Prompt 1 >> In the forum thread on light tents, which camera body does andyclient pair with a Micro Nikkor 60mm lens?

Text shown >>
· · ·

# Light tents



## Damo516 (Nov 9, 2015)

I always look at some pics on here and think why don't mine look like that.

How many members use a light tent? Some of the photos on here look quite professional and I was wondering what members use, ie, phone camera and no light tent, proper camera and no/light tent etc?


----------



## andyclient (Aug 1, 2009)

It's all down to time for me , if it's just a quick grab shot for one of the threads then i use the iPhone as it's quick and easy to load onto photo bucket then the forum, but if i'm doing something particular , then I use a light tent , very reasonable off Ebay and worth having imho and the set up varies but i favour a Micro Nikkor 60mm lens fitted to a Nikon D300 body in manual setting and off camera flash or lighting


----------



## jsud2002 (Nov 7, 2015)

· · ·

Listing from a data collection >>
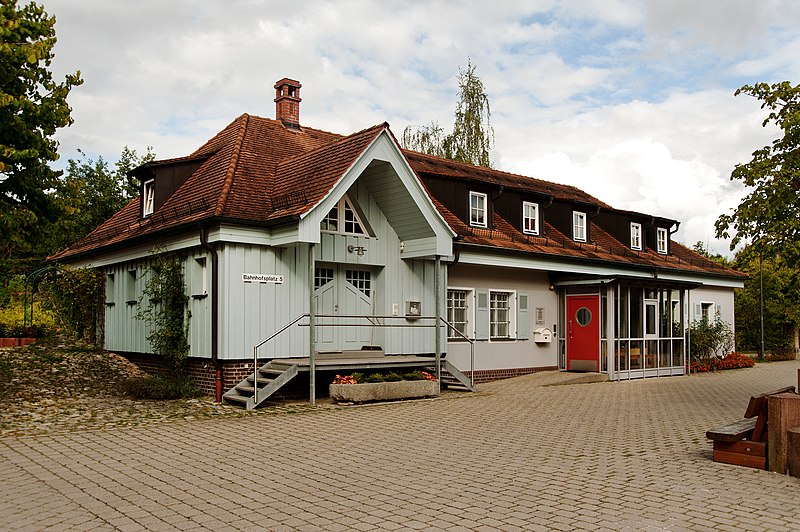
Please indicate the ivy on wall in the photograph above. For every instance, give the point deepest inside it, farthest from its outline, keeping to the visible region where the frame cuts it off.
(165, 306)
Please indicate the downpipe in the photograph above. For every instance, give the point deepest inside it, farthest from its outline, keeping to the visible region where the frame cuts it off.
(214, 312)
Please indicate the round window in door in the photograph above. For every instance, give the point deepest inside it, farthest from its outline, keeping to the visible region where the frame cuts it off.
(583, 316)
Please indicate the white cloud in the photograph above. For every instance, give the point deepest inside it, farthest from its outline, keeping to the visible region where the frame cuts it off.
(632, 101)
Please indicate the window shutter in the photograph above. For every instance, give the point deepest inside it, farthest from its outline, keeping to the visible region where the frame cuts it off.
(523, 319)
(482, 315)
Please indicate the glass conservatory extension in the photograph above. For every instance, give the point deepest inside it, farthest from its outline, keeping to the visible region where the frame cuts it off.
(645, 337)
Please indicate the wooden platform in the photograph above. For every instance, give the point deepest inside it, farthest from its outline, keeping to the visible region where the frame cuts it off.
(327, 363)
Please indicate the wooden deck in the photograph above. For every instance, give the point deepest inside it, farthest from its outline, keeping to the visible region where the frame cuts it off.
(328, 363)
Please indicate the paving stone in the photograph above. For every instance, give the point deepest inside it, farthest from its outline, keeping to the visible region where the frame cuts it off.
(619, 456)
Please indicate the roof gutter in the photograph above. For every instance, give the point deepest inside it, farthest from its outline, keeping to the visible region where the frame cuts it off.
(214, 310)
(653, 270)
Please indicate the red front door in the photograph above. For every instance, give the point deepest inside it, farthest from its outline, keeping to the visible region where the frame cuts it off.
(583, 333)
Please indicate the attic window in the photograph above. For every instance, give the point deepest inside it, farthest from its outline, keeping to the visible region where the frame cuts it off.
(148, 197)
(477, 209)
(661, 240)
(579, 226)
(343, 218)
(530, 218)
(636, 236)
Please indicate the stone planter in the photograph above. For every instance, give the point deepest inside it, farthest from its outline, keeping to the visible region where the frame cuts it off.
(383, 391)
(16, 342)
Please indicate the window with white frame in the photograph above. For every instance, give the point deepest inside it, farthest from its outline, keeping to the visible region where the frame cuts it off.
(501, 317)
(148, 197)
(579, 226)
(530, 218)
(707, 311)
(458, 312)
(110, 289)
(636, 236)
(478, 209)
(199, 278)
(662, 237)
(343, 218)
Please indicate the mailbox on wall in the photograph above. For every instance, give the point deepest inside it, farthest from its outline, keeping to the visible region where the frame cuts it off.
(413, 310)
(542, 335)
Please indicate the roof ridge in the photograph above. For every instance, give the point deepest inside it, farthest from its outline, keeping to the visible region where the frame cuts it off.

· · ·

Prompt 2 >> Offset the listing starting with the line that contains "Please indicate the window with" and going on through the end of the listing: repeat those lines, requests included, with 46 added to every coordinate value.

Written response 1 >> A Nikon D300.

Written response 2 >>
Please indicate the window with white frame in the photograph above. For every instance, give the point deepest inside it, farthest from its outline, keeping to the visible region where the frame cuts it off.
(547, 363)
(194, 243)
(625, 272)
(576, 264)
(753, 357)
(504, 358)
(156, 335)
(682, 282)
(524, 255)
(245, 324)
(708, 283)
(389, 264)
Please indicate the mailbox on wall in the photograph above. For every instance, give the point deepest inside it, farthest from its outline, keeping to the visible region where the frame cuts it off.
(459, 356)
(588, 381)
Please indicate the roof ridge in the photograph above. For every instance, give the point deepest inside it, farthest from its outline, keeping to the visible region where the frame cuts it off.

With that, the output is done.